▶ **TEXT PASSAGE**:
※ ※ ※
I'm almost finished framing the deck's. I just have to add a little more to the front casting deck frame. 

For the front casting deck frame I used some more of my aluminum ladder. I plan on cutting out the forward crossbar so I can have more room for my storage lid access.




I attached it by bending over some of the side and riveting it to the bench seat.





Here is my "gap" filler riveted to the boat rib.




I hopefully will be cutting the plywood decking tomorrow.


----------



## fool4fish1226 (Oct 8, 2012)

looks great - :beer:


----------



## offdutyangler (Oct 8, 2012)

Front casting deck frame complete! (well almost I still have to make the storage access bigger.)


----------



## fool4fish1226 (Oct 8, 2012)

Looks nice and sturdy - should last a like time :beer:


----------



## offdutyangler (Oct 9, 2012)

Template complete, time for the plywood!


----------



## tonynoriega (Oct 9, 2012)

Nice... I once considered using wood for framing, but if I can get my hands on an old alum ladder... sheesh.. problem solved... this is exactly what I want to do to my rig...spot on!


----------



## offdutyangler (Oct 9, 2012)

Main deck cut! Man this was harder than I thought it was going to be.


----------



## fishingmich (Oct 10, 2012)

If those bent pieces of aluminum don't work, you might be able to use aluminum studs used for framing houses. I don't see any reason why they wouldn't, but just in case, the studs are another option, sweet build by the way.


----------



## offdutyangler (Oct 10, 2012)

Both decks cut, time to seal them, then carpet time!


----------



## bigwave (Oct 10, 2012)

Looking good.


----------



## offdutyangler (Oct 10, 2012)

Recommendation to anyone who is doing their first mod, BUY ENOUGH CARPET ALL AT THE SAME TIME!!!!!!

That's right, I ran out of carpet and the carpet that I bought (Home Depot) is no longer there. Grrrrrrrrrrrrrrr!!
Now I have to figure out something else for my front casting deck or try to special order some. Anyway's here is what I have completed so far.
※ ※ ※
Entries for pointing and labeling

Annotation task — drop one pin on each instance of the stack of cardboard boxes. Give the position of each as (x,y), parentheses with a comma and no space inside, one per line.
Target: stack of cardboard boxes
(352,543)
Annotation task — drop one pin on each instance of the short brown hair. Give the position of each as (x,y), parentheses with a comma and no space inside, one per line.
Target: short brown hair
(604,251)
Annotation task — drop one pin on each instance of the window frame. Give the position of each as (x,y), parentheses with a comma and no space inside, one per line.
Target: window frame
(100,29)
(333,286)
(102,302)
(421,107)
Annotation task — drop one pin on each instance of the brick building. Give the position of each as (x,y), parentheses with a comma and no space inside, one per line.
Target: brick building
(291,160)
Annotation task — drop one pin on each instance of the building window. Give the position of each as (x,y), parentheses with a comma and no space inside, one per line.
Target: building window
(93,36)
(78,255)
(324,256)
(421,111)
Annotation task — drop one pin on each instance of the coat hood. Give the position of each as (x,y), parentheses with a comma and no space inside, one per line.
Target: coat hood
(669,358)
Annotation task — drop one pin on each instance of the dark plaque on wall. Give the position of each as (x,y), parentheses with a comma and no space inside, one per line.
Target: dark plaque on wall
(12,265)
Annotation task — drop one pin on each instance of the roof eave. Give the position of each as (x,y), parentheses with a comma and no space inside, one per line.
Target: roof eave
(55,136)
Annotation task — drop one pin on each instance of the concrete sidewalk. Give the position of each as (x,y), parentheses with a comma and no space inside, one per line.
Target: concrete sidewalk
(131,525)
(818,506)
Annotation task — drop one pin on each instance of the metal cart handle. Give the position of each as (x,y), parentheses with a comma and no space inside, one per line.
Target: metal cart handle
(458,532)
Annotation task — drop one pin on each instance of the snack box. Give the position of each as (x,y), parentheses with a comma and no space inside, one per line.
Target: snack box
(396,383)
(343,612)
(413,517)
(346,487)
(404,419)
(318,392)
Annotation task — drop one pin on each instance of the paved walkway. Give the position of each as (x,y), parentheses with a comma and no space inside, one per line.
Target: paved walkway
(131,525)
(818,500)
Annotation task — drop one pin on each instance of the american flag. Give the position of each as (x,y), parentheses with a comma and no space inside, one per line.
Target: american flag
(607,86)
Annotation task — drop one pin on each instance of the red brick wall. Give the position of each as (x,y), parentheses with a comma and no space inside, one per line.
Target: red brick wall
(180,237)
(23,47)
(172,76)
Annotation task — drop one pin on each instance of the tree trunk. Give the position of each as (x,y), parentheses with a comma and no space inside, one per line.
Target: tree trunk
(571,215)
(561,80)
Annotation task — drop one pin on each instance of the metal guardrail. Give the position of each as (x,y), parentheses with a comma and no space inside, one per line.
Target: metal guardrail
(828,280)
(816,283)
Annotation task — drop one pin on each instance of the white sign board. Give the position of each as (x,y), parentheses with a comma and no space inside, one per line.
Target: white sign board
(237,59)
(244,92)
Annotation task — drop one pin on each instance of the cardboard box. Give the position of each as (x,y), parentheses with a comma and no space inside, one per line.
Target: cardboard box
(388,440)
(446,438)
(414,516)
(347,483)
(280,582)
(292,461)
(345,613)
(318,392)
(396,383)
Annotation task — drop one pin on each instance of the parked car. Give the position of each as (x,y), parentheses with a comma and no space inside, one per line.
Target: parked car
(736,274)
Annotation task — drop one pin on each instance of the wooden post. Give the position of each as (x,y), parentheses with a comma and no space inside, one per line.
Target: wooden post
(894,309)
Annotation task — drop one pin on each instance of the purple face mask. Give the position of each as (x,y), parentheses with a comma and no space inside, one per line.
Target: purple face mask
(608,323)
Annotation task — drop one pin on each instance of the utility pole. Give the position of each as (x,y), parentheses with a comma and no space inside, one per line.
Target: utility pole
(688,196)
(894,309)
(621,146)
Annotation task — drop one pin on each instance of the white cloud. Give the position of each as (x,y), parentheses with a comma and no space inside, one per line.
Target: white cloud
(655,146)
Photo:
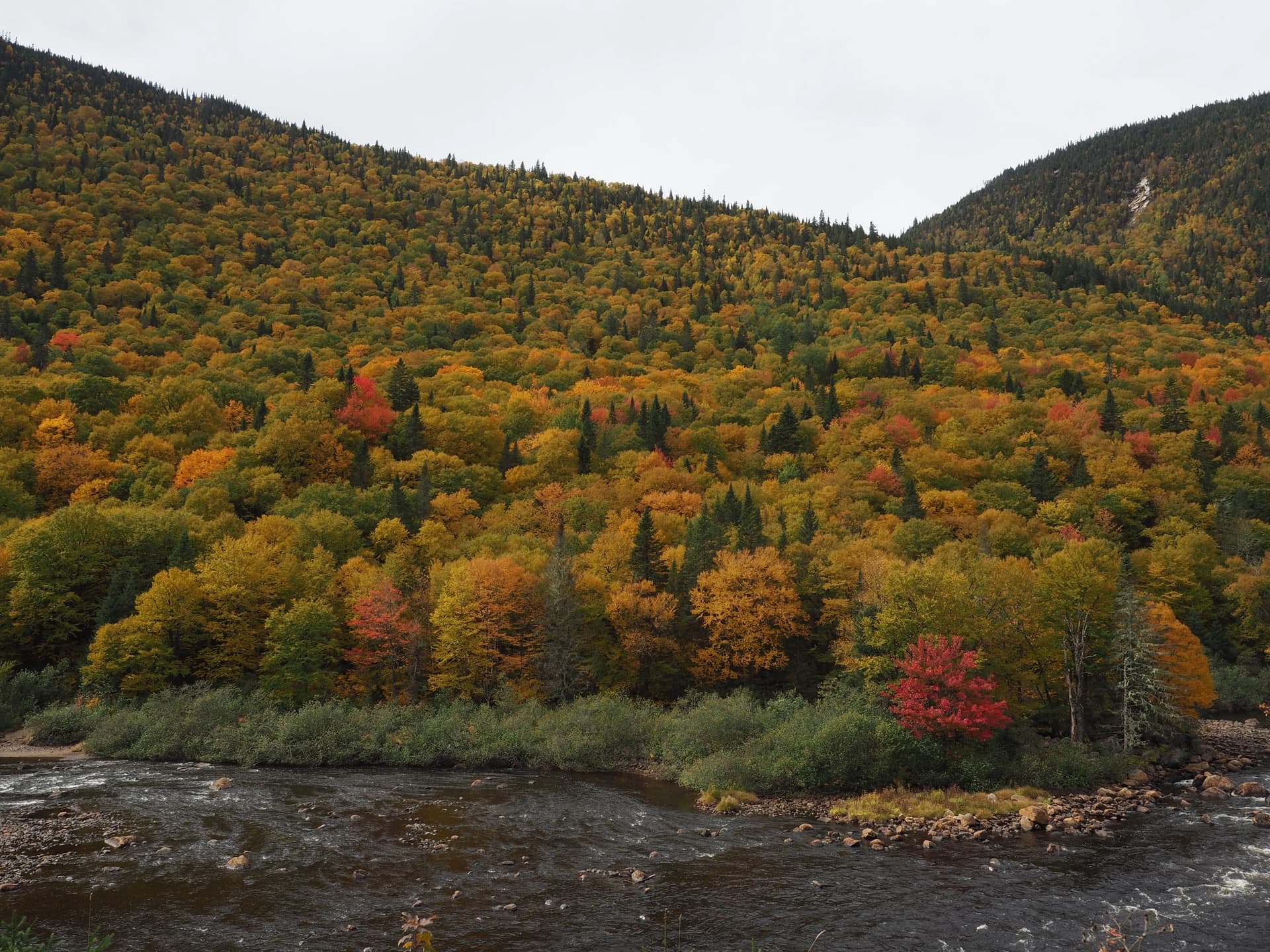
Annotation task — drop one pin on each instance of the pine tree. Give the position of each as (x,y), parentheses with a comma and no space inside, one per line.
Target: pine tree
(423,494)
(399,508)
(911,506)
(306,375)
(360,471)
(808,526)
(403,390)
(560,626)
(1040,479)
(647,556)
(1146,699)
(1109,415)
(1079,475)
(405,440)
(1202,452)
(1174,416)
(749,524)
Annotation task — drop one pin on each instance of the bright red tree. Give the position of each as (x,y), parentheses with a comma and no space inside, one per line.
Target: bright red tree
(366,409)
(386,634)
(940,695)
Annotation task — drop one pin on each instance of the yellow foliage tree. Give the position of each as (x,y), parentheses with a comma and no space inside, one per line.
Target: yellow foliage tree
(202,462)
(1185,666)
(749,607)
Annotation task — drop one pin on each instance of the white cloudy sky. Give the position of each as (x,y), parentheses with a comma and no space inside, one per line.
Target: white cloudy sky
(880,111)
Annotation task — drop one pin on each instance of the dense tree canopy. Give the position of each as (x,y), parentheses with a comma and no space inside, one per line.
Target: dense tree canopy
(337,419)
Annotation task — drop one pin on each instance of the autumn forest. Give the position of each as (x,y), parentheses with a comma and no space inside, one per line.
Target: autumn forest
(333,423)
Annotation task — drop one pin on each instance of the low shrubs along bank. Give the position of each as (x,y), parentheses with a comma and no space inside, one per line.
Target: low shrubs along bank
(786,744)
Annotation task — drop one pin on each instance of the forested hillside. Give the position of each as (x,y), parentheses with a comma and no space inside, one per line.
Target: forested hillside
(1176,210)
(331,419)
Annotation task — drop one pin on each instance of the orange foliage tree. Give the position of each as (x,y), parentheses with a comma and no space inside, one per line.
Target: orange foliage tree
(749,608)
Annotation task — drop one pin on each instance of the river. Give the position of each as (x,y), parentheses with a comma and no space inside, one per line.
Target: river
(337,855)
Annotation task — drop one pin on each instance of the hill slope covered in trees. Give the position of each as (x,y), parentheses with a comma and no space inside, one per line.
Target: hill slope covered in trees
(337,420)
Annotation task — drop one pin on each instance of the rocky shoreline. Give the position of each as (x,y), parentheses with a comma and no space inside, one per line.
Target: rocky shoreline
(16,746)
(1191,779)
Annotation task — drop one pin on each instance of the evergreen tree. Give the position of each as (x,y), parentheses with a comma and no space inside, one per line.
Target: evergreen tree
(423,494)
(749,524)
(911,506)
(511,456)
(182,555)
(361,470)
(730,509)
(306,374)
(1109,415)
(402,390)
(1202,452)
(405,438)
(399,508)
(1079,475)
(808,526)
(1040,479)
(560,627)
(647,556)
(1174,416)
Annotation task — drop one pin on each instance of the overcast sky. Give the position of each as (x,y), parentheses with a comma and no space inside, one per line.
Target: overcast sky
(882,112)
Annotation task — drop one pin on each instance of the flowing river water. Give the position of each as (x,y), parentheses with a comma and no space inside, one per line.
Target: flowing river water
(337,855)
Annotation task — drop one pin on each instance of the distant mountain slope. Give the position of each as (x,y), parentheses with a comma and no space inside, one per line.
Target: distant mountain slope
(1179,207)
(255,372)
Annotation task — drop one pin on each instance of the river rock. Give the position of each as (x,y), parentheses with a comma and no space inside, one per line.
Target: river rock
(1031,816)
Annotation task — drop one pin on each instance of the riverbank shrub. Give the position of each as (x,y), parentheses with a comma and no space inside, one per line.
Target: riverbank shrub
(24,691)
(1241,687)
(842,742)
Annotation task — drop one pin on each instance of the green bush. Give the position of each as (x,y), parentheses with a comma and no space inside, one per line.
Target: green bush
(64,724)
(1241,687)
(23,692)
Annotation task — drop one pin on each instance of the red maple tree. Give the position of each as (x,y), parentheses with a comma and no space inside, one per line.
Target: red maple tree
(385,633)
(366,409)
(941,696)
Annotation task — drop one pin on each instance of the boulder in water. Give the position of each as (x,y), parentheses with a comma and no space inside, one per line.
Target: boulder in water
(1031,816)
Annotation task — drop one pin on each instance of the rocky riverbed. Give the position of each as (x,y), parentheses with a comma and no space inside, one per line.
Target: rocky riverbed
(1176,779)
(332,858)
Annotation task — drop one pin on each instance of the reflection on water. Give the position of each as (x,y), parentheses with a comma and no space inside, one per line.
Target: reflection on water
(338,855)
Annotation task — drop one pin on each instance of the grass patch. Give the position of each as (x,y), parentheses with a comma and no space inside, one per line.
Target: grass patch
(726,801)
(897,803)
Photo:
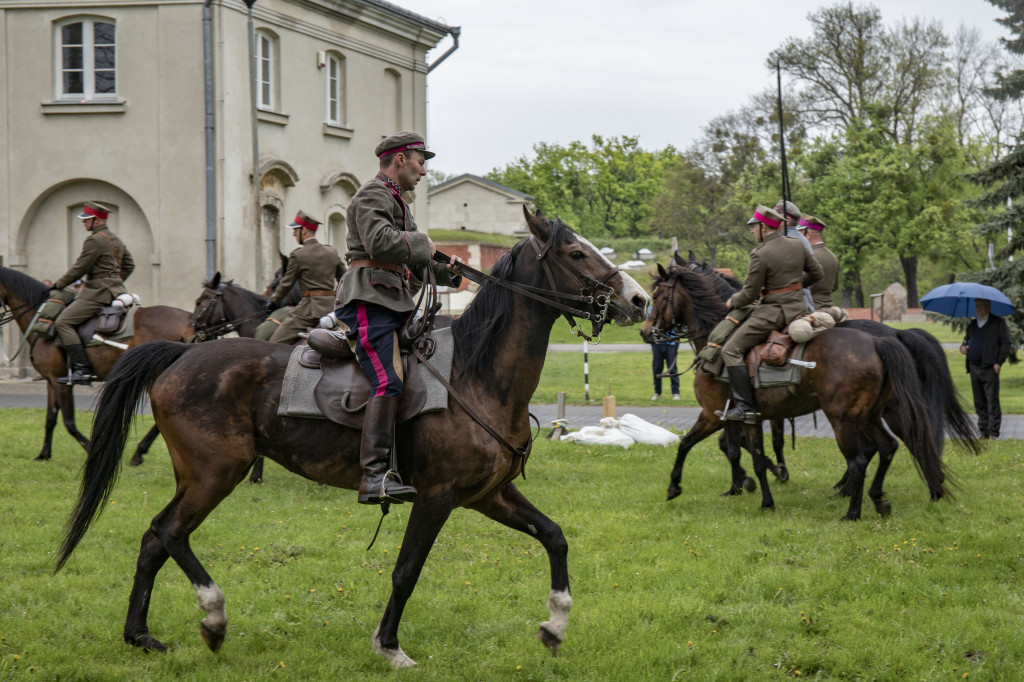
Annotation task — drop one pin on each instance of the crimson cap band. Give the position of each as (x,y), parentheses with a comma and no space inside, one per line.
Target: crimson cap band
(303,219)
(812,222)
(767,216)
(93,210)
(403,141)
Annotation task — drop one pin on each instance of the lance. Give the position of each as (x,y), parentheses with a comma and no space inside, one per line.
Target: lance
(785,182)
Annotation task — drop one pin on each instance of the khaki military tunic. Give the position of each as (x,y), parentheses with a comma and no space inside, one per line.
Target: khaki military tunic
(381,228)
(104,263)
(316,267)
(822,291)
(775,263)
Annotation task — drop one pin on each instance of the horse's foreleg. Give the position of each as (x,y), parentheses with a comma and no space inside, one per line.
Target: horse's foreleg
(66,402)
(755,442)
(143,446)
(855,449)
(52,410)
(730,441)
(706,425)
(425,521)
(509,507)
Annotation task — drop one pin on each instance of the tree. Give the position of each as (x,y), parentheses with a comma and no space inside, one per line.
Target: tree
(602,190)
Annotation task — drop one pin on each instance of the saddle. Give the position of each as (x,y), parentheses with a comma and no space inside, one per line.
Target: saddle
(343,388)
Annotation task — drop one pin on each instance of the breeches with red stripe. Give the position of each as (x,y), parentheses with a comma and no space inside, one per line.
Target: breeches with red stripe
(375,330)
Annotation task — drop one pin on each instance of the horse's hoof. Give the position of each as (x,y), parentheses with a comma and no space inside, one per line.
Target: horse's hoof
(395,655)
(146,642)
(213,638)
(550,640)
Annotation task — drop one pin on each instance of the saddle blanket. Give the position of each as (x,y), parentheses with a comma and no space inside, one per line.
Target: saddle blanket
(297,387)
(768,375)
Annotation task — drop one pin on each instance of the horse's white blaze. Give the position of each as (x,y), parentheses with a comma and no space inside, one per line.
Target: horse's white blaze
(559,604)
(211,600)
(396,656)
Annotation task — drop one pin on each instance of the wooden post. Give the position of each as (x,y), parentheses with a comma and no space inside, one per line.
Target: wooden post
(609,406)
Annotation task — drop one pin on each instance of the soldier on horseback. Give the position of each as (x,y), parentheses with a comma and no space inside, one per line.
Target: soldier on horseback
(375,298)
(104,263)
(777,271)
(316,267)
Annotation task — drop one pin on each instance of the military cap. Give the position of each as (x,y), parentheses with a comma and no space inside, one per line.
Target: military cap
(94,210)
(403,141)
(812,222)
(303,219)
(769,217)
(791,209)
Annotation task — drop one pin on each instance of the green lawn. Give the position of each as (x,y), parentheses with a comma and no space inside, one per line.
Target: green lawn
(702,587)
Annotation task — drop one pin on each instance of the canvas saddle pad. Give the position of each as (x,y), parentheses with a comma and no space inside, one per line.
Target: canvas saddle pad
(328,388)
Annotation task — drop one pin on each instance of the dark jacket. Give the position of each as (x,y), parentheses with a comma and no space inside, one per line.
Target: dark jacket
(994,337)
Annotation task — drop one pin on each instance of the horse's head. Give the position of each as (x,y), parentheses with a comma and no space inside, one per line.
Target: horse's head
(209,310)
(587,280)
(685,304)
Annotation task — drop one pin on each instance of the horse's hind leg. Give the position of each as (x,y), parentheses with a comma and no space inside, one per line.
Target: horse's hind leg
(887,446)
(152,556)
(168,536)
(425,521)
(143,446)
(508,506)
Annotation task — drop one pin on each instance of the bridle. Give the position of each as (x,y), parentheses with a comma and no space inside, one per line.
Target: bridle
(211,321)
(592,292)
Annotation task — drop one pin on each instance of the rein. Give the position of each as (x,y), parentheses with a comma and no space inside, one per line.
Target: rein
(592,292)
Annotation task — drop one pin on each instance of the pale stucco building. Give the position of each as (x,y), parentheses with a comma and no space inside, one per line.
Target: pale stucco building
(473,203)
(107,101)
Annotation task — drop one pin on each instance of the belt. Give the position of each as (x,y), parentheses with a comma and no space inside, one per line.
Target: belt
(384,264)
(796,286)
※ ※ ※
▶ **TASKS TO COMPLETE**:
**1)** In the forum thread, at which store did the builder buy the carpet that later ran out?
**2)** Extract the passage from the forum thread starting with "## fishingmich (Oct" and going on through "by the way.".
The items come from a different source than the forum thread.

▶ **WRITTEN RESPONSES**:
**1)** Home Depot.

**2)**
## fishingmich (Oct 10, 2012)

If those bent pieces of aluminum don't work, you might be able to use aluminum studs used for framing houses. I don't see any reason why they wouldn't, but just in case, the studs are another option, sweet build by the way.